ENUNCIADO
Você pode reescrever em forma de lista, mantendo os fatos principais, o parágrafo do texto sobre o veto de Bolsonaro que começa com "Por aqui, surgem versões"?

TRECHO DO TEXTO
Negacionismo

Veto de Bolsonaro: ‘Brigar com a história é tipico de governos autoritários’

Presidente vetou integralmente projeto de lei aprovado pelo Congresso que regulamenta a profissão de historiador

Marcos Corrêa/PR
Marcos Corrêa/PR
"O apego que os militares têm a esse governo é muito forte e é evidente que o fracasso desse governo – e eles sabem disso – vai afetar a sua imagem. Se é que já não afetou"

São Paulo – O presidente Jair Bolsonaro vetou integralmente na segunda-feira (27) o projeto de lei aprovado pelo Congresso Nacional que regulamenta a profissão de historiador. Segundo o historiador da Universidade Federal de Ouro Preto (Ufop) Luiz Estevam Fernandes, a decisão causa indignação, mas já era esperada, dado o caráter autoritário e anticientífico do governo.

“Todo governo autoritário tem medo da história”, afirmou Fernandes a Marilu Cabañas e Glauco Faria, para o Jornal Brasil Atual, nesta quarta-feira (29). O que está por trás dessa decisão de Bolsonaro é o chamado “negacionismo histórico”, acrescentou.

“Temos um presidente da República que nega a ditadura. Que tem uma versão alternativa, por assim dizer. Para quem não é da área, o revisionismo histórico é dizer que certas coisas do passado não foram como demonstram os fatos. Criam uma versão mais doce e edulcorada, que serve para a manutenção de certos privilégios hoje em dia.”

A Associação Nacional de História (Anpuh) repudiou a decisão. “O presidente vetou o projeto por medo e por má fé. Mas a evidência histórica está aí para todo mundo ver. Enquanto milhares de pessoas morrem, o presidente está preocupado em vetar a profissão de historiador, essencial para explicar a história e o emaranhado de tragédias que enfrentamos”, afirma a entidade, em nota.

Currículo

A regulamentação da profissão de historiador, que tramita no Congresso Nacional há mais de uma década, serviria para garantir maior “acuidade” na produção historiográfica brasileira, mas não serviria para evitar em definitivo o movimento revisionista, de acordo com Fernandes.

Ele chama a atenção para decreto do governo Bolsonaro que permite ao Ministério da Educação editar livros didáticos para o ensino infantil e a primeira fase do ensino médio. A burla ao Programa Nacional do Livro Didático, que prevê uma série de critérios para a compra de material didático a ser distribuído nas escolas, permite que as versões “alternativas” defendidas pelo governo adentrem avancem nas estruturas de ensino.

Negacionismo

O revisionismo histórico é uma “indústria” de dimensões mundiais. A mais importante vertente, surgida ainda na década de 1960, negava a existência do Holocausto. As mortes de mais de 6 milhões de judeus pelo regime nazista da Alemanha, antes e durante a 2ª Guerra Mundial (1939-1945), teriam sido inventadas por uma conspiração sionista, para justificar a criação do estado de Israel.

Por aqui, surgem versões de que o ápice do desenvolvimento social e político no Brasil ocorreu durante o Império (1822-1889). Também dizem que a escravidão teria sido benéfica para os negros. Ou, ainda, que a ditadura não foi assim tão violenta, e teria preservado a democracia diante da ameaça comunista. São formas, segundo o historiador, de desvalorizar a democracia e as lutas republicanas pela conquista de direitos movidas por negros, mulheres e indígenas.

Segundo Fernandes, o revisionismo histórico também se relaciona com discursos anticientíficos em outras áreas. Ele cita o movimento terraplanista, relacionado com uma visão de mundo criacionista. Outro exemplo é o movimento antivacina, que também acredita que as vacinas causam doenças, em vez de salvar vidas.

DADOS FORNECIDOS
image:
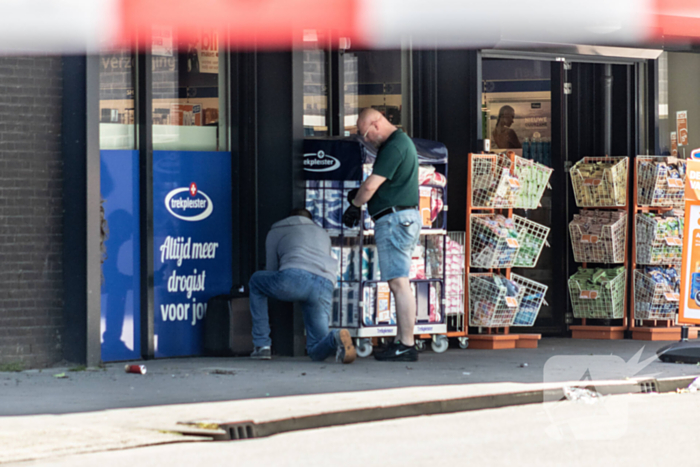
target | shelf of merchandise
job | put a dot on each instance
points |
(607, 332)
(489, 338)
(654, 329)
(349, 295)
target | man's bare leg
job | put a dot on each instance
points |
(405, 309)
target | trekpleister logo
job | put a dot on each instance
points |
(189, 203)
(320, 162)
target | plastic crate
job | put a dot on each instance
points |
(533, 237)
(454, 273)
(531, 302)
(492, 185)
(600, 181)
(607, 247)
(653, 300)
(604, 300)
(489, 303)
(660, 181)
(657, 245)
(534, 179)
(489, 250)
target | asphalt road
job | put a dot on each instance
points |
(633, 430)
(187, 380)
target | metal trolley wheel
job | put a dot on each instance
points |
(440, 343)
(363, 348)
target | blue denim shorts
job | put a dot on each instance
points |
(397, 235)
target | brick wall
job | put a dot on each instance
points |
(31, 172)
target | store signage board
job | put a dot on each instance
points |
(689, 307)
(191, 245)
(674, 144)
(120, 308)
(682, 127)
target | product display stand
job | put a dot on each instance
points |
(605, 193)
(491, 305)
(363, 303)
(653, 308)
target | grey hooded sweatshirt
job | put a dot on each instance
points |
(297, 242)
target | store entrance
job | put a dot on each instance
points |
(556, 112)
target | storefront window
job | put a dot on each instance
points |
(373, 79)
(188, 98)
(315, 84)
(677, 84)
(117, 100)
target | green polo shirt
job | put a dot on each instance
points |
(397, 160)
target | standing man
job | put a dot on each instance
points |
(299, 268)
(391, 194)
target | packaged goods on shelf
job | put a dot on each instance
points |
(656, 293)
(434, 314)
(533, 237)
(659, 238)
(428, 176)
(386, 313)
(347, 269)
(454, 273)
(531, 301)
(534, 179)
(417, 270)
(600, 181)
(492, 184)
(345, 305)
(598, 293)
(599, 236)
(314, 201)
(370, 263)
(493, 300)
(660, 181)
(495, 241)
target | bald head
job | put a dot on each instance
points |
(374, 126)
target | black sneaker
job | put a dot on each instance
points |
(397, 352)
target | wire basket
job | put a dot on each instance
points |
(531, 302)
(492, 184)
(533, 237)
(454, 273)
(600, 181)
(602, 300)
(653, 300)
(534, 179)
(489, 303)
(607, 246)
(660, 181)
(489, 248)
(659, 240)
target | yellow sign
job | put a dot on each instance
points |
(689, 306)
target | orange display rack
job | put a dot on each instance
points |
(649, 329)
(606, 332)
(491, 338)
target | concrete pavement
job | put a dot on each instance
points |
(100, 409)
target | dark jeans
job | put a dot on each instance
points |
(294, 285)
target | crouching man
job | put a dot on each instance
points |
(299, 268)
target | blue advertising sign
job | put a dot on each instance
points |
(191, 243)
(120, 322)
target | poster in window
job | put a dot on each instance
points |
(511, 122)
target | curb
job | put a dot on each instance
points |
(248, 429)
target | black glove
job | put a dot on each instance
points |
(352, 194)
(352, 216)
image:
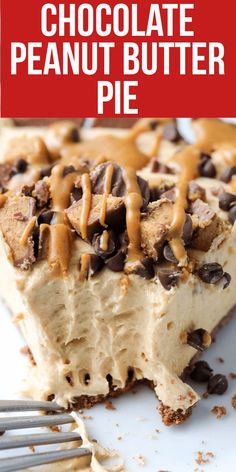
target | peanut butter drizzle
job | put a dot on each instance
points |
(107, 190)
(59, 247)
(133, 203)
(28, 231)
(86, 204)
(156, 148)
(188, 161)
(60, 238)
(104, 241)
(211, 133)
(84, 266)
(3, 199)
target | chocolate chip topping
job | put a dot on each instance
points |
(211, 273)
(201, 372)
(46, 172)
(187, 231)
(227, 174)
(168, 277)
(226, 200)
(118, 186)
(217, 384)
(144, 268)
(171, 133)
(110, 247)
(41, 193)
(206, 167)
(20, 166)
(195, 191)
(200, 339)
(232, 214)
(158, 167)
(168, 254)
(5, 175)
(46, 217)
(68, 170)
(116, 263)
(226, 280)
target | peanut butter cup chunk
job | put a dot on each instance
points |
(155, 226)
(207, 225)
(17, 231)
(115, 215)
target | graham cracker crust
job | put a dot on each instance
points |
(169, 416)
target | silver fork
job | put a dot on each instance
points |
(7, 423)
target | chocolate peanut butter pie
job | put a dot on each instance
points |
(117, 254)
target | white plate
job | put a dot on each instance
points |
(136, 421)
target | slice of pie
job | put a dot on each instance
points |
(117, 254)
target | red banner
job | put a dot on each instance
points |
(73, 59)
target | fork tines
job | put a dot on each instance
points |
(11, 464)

* * *

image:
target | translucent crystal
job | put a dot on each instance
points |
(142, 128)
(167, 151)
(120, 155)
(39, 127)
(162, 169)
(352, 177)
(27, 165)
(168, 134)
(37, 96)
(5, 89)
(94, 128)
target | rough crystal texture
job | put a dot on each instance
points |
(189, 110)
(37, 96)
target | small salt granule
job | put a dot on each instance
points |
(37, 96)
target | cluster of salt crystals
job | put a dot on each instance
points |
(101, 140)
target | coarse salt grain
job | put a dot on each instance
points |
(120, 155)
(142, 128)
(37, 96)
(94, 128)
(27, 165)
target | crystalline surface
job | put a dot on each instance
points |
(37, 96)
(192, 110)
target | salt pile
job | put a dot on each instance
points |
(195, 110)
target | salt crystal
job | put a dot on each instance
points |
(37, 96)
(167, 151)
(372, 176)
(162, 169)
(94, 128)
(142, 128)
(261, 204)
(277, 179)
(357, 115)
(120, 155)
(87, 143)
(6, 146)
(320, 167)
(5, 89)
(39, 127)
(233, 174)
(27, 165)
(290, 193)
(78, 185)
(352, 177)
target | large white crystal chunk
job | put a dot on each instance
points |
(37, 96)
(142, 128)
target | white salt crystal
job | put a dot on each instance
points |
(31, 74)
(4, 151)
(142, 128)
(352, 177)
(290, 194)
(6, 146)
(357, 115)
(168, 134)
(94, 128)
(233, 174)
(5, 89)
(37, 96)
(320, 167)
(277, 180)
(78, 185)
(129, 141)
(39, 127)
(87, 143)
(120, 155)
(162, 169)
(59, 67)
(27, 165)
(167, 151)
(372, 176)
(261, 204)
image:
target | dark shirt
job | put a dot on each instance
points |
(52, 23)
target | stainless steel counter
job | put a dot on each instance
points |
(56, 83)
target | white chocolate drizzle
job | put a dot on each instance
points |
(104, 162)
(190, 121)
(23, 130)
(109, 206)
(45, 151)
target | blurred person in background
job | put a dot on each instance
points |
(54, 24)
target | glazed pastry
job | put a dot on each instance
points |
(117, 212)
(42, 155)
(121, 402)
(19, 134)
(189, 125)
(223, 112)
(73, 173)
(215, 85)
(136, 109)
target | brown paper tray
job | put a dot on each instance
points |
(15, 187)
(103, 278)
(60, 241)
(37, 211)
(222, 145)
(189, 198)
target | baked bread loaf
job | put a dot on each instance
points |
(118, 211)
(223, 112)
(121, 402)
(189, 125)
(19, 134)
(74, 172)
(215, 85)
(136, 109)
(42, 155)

RESPOSTA
Versões revisionistas que surgem no Brasil:
- o ápice do desenvolvimento social e político do país teria ocorrido durante o Império (1822-1889);
- a escravidão teria sido benéfica para os negros;
- a ditadura não teria sido tão violenta e teria preservado a democracia diante da ameaça comunista.

Segundo o historiador Luiz Estevam Fernandes, são formas de desvalorizar a democracia e as lutas republicanas pela conquista de direitos movidas por negros, mulheres e indígenas.